# EJERCICIOS
1) Pasa al inglés esta oración del texto sobre las funerarias de Chihuahua: "El caso del crematorio Plenitud, donde se hallaron 386 cuerpos sin incinerar, fue el primer campanazo."
2) Transcribe del texto sobre las funerarias de Chihuahua el tramo que empieza con "El escándalo que" y sigue hasta "del crimen organizado.".

El escándalo que hoy estremece a Chihuahua con la detención de Jesús Manuel G. O., propietario de la funeraria Amor Eterno y presunto sicario, no es un hecho aislado. Tampoco lo es la vinculación a proceso de Roberto Isaac A., dueño de la funeraria Del Carmen, acusado de ocultar cadáveres, entre ellos el de una menor, que debieron ser incinerados. Estos episodios son apenas la punta del iceberg de un sistema que lleva décadas corrompido en la frontera norte y que pone en evidencia hasta qué punto la muerte también es negocio del crimen organizado.
El caso del crematorio Plenitud, donde se hallaron 386 cuerpos sin incinerar, fue el primer campanazo. Hoy sabemos que no se trataba de negligencias aisladas, sino de estructuras que operaban en la impunidad, enredadas con el narco, con policías cómplices y con autoridades locales incapaces de frenar los excesos. Que el dueño de una funeraria resultara presunto sicario no debería sorprendernos: la línea entre los servicios fúnebres, la extorsión, el narcomenudeo y la violencia homicida en Chihuahua ha sido cada vez más difusa.

# REGISTROS
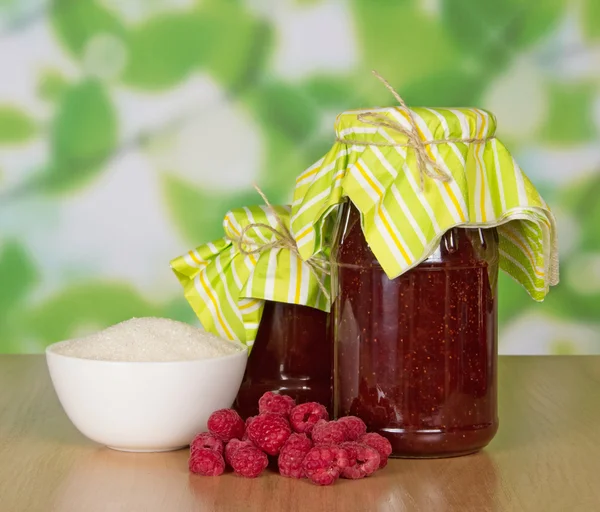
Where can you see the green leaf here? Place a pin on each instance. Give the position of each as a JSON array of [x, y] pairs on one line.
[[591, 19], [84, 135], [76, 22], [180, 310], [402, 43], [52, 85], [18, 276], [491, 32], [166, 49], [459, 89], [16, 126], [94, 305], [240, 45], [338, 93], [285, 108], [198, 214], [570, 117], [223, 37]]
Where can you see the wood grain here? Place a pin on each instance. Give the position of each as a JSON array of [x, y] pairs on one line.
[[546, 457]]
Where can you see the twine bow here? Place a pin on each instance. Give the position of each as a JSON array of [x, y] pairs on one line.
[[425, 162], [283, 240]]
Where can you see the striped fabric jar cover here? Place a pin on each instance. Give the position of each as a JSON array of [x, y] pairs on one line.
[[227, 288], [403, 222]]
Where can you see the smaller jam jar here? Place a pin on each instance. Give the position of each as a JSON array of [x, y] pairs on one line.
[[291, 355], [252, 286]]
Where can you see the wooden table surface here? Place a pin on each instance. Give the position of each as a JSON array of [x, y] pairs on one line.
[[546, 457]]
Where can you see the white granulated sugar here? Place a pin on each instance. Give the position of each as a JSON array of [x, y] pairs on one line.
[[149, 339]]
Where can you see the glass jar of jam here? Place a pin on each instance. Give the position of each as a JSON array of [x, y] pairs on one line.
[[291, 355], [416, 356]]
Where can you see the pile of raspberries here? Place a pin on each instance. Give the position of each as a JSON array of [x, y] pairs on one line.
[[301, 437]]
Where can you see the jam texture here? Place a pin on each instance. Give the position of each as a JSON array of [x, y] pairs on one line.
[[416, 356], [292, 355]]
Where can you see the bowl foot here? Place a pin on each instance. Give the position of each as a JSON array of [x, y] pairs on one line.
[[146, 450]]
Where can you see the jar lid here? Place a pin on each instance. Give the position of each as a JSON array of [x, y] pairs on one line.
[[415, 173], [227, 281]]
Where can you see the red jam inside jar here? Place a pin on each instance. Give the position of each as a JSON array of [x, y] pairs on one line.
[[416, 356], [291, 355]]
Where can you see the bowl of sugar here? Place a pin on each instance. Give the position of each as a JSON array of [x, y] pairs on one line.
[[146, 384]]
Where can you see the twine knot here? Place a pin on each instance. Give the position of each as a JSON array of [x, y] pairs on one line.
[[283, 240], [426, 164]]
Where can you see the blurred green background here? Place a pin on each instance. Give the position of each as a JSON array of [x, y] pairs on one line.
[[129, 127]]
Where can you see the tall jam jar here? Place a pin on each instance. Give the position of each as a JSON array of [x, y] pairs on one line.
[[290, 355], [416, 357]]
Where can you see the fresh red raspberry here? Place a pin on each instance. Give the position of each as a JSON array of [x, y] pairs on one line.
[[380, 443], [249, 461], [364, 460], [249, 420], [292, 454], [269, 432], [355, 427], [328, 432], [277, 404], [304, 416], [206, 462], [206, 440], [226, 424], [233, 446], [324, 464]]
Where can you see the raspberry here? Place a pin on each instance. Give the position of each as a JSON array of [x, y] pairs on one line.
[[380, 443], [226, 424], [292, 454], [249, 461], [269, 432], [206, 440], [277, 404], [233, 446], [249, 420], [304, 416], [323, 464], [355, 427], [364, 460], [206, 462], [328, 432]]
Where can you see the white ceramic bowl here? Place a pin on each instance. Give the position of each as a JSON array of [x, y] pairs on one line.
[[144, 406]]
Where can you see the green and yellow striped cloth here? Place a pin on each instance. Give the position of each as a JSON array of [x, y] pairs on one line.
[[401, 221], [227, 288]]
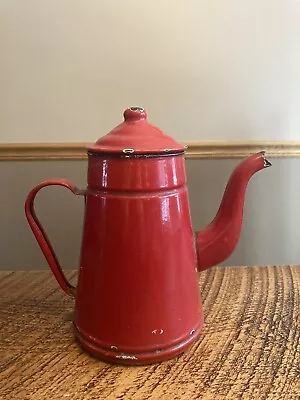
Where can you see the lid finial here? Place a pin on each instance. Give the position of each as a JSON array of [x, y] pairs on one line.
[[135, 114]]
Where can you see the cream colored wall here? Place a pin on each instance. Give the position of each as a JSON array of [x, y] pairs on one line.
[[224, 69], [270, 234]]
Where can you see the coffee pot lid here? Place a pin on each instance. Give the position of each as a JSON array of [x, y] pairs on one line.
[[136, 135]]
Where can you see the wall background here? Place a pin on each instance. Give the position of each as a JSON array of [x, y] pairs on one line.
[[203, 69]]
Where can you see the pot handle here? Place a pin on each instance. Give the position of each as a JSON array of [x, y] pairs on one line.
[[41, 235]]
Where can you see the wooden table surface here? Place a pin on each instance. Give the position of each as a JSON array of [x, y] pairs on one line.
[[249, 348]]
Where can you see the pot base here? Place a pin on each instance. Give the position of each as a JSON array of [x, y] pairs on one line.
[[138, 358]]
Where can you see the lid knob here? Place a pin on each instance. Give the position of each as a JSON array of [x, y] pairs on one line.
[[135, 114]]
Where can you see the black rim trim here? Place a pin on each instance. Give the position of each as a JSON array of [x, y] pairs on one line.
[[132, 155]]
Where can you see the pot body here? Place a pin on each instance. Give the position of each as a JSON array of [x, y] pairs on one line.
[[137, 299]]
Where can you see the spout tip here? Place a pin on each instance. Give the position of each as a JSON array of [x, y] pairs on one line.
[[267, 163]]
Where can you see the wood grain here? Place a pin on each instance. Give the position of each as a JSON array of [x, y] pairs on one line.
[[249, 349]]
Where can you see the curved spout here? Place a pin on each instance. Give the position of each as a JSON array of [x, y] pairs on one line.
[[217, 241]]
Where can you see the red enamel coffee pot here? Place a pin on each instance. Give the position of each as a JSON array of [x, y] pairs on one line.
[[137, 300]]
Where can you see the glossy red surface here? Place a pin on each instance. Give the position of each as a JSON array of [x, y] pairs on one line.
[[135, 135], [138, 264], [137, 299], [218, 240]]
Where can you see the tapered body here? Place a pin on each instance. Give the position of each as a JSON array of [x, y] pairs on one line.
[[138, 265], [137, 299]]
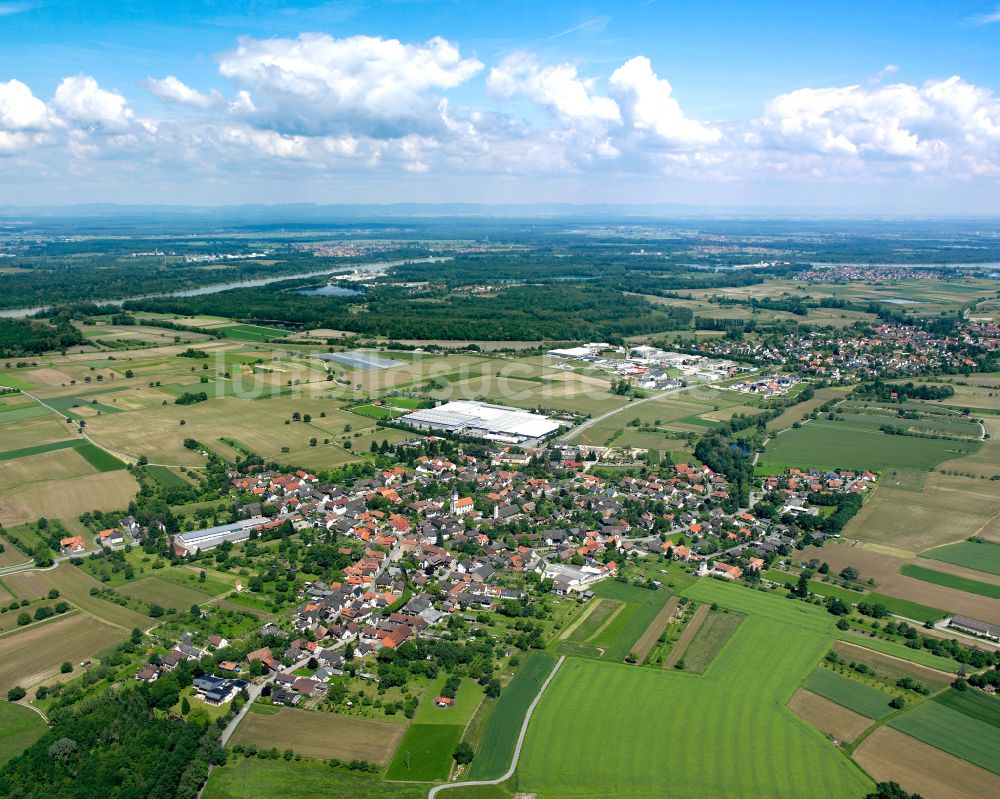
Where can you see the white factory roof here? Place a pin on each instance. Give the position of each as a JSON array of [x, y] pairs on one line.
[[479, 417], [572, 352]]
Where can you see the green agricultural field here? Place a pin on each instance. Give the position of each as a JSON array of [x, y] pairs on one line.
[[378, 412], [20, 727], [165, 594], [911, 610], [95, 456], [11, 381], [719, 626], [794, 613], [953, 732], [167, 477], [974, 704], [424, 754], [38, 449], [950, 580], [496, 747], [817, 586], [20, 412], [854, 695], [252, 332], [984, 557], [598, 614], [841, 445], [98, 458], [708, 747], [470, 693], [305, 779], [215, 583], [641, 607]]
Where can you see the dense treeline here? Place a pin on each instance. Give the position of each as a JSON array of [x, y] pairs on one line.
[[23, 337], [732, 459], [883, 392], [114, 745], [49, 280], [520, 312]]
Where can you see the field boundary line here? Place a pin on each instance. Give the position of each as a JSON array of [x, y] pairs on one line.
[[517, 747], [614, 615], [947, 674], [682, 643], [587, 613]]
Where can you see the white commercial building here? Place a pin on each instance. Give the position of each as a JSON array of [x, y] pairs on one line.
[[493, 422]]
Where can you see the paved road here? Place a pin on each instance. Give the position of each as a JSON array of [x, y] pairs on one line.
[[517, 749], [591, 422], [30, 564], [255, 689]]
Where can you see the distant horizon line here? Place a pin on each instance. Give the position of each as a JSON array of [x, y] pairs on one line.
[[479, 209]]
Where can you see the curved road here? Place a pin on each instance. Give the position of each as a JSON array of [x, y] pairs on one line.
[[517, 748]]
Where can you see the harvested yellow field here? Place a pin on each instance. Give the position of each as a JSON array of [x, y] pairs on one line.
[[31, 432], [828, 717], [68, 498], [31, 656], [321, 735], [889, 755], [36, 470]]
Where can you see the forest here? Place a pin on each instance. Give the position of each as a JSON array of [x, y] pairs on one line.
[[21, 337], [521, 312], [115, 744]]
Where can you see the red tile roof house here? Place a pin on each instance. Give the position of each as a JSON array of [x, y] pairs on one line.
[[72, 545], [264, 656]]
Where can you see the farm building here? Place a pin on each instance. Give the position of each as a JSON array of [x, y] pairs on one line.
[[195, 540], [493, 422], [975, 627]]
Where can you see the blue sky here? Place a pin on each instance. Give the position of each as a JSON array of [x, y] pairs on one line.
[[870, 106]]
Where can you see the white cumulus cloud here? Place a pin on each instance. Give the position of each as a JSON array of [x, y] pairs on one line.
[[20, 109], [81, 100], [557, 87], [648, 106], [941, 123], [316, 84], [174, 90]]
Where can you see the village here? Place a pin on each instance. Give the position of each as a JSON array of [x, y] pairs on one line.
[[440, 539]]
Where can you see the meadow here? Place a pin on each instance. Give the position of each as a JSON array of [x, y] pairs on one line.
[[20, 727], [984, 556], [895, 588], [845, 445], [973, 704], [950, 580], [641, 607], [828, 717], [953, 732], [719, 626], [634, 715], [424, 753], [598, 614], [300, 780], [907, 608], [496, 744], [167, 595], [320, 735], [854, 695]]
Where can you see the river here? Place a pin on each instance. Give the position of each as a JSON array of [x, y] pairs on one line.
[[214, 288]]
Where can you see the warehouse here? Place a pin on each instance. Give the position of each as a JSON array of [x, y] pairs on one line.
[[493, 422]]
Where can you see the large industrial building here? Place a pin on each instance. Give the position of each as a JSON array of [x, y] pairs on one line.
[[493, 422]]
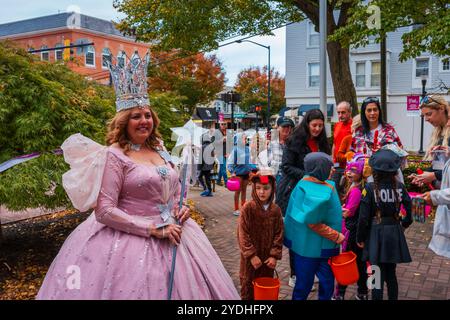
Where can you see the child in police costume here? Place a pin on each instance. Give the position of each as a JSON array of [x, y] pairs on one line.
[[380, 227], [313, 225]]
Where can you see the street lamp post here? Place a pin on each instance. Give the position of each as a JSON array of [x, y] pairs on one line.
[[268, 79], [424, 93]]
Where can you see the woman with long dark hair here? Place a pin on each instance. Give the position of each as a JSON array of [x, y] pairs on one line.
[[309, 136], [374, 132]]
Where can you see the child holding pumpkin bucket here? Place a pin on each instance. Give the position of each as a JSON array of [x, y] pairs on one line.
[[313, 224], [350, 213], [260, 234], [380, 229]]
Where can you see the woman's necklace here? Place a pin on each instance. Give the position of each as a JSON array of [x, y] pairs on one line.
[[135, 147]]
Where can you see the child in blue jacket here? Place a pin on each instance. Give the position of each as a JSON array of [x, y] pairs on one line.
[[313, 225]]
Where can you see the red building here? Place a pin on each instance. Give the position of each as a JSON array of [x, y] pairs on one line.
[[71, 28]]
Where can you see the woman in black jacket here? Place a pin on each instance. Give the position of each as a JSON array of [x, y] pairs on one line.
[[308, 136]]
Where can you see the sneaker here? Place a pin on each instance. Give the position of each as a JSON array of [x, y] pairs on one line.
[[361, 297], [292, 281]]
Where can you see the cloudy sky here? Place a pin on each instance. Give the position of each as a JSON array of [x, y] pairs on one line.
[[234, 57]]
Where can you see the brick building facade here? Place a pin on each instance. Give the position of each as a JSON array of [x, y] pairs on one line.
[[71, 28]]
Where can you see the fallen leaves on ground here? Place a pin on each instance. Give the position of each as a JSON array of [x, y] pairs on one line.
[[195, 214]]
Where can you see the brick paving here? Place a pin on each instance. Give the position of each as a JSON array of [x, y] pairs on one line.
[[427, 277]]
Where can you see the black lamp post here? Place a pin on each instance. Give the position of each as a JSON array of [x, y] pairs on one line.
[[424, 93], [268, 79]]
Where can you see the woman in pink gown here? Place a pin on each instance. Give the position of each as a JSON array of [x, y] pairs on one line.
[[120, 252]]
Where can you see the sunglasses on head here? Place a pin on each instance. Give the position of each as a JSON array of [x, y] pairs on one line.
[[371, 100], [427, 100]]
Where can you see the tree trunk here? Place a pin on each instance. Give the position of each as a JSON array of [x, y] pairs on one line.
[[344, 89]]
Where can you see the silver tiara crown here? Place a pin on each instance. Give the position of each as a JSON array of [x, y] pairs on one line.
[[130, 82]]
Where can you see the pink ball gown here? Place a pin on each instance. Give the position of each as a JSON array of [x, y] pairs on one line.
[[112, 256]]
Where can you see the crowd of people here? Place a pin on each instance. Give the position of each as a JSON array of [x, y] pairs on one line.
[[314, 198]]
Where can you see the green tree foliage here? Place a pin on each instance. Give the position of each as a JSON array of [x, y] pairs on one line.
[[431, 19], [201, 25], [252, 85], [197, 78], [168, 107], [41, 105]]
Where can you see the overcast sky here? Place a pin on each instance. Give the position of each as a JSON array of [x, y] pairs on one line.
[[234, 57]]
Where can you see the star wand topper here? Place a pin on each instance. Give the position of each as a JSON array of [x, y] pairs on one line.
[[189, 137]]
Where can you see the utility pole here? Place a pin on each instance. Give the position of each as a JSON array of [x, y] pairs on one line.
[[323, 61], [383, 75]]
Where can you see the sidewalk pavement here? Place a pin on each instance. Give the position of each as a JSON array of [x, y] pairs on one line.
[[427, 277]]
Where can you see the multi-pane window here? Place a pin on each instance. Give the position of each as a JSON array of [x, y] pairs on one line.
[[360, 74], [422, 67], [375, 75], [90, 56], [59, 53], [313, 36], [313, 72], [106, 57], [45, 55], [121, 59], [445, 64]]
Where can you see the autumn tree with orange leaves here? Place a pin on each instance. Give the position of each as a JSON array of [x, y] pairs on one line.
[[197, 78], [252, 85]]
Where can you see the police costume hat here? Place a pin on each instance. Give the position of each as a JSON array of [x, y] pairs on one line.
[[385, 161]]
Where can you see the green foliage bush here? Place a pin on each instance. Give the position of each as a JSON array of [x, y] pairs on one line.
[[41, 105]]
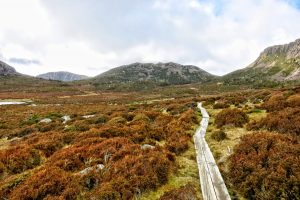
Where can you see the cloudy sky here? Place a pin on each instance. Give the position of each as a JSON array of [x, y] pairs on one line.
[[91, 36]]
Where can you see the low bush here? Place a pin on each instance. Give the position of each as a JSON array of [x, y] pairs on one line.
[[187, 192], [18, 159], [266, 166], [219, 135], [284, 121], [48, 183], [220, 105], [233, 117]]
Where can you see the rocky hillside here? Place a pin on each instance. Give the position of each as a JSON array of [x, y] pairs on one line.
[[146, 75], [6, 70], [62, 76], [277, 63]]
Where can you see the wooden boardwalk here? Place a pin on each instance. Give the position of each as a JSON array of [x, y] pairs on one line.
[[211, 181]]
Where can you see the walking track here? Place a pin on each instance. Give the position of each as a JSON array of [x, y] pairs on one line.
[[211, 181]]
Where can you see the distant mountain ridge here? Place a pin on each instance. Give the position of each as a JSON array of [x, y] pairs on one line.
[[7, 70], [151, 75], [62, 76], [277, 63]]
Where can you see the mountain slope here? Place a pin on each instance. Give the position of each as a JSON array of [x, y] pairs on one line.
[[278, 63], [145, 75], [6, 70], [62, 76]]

# SOLUCIONES
1) The case of the Plenitud crematorium, where 386 uncremated bodies were found, was the first wake-up call.

2)
El escándalo que hoy estremece a Chihuahua con la detención de Jesús Manuel G. O., propietario de la funeraria Amor Eterno y presunto sicario, no es un hecho aislado. Tampoco lo es la vinculación a proceso de Roberto Isaac A., dueño de la funeraria Del Carmen, acusado de ocultar cadáveres, entre ellos el de una menor, que debieron ser incinerados. Estos episodios son apenas la punta del iceberg de un sistema que lleva décadas corrompido en la frontera norte y que pone en evidencia hasta qué punto la muerte también es negocio del crimen organizado.